AIM OF THE TASK - If a line of the data below holds the string "skate", copy it.

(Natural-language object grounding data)
╔══

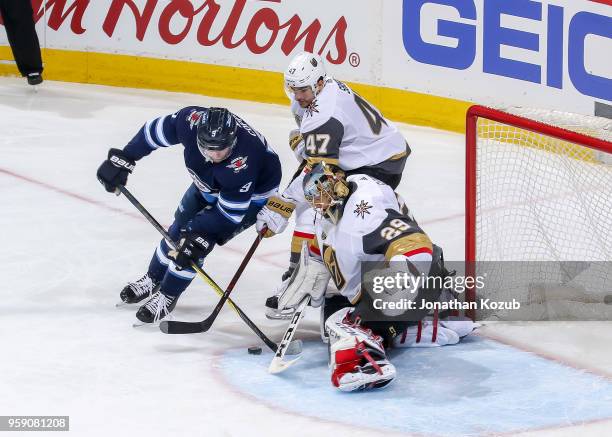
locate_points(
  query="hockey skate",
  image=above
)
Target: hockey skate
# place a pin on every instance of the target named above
(157, 308)
(357, 356)
(137, 291)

╚══

WRITTEN SOLUTION -
  query="hockey skate",
Target: hockey skate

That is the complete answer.